Data to use>
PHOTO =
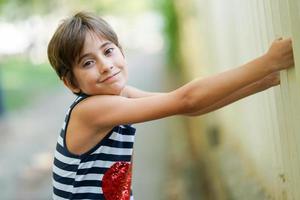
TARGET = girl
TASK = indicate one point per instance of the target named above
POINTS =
(93, 156)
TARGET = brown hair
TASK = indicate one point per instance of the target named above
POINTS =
(67, 42)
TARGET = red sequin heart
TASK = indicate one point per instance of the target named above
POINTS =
(116, 182)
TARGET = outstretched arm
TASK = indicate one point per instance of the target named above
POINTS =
(258, 86)
(195, 96)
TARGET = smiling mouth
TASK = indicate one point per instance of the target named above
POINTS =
(110, 77)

Task to complete> Reproduce the material above word for word, leaving out the picture.

Result of the exercise>
PHOTO =
TARGET = girl
TASK = indicate one point per instance of the target named above
POINTS =
(93, 156)
TARGET = brown hair
TASK = indicate one point per instance of the target named above
POINTS =
(67, 42)
TARGET = red sequin heart
TASK = indicate one point per instance of the target named above
POINTS =
(116, 182)
TARGET = outstretched arm
TASK = indicate one point per instance of the target named above
POINTS =
(258, 86)
(195, 96)
TARGET = smiling mouth
TASK = indicate one point per instance of the target named above
POINTS =
(110, 77)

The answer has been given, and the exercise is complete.